╭─ Input data

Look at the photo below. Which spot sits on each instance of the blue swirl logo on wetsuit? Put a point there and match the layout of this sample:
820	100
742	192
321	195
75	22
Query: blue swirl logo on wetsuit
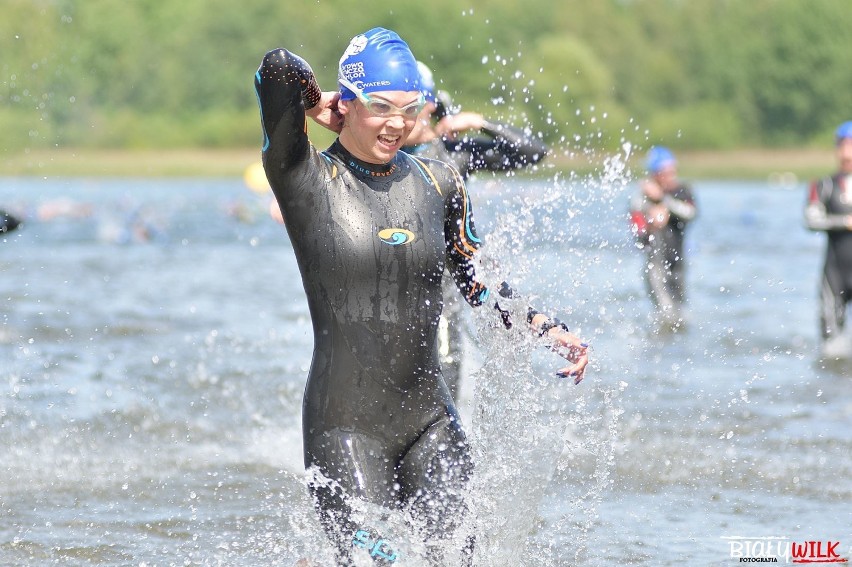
396	236
377	548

╰─

## Direction
Please reproduce every item above, requests included, scaling each point coordinate in the answers by 1.05 and rounding to whole numbers, with halves rounding up. Leave the pictures out.

## Result of the exercise
Look at the photo below. Which spot sits on each instance of the blue swirl logo on wetsuit? Put a point there and match the layout of this sample:
820	100
742	192
321	195
75	22
Query: blue swirl logo on wetsuit
416	248
396	575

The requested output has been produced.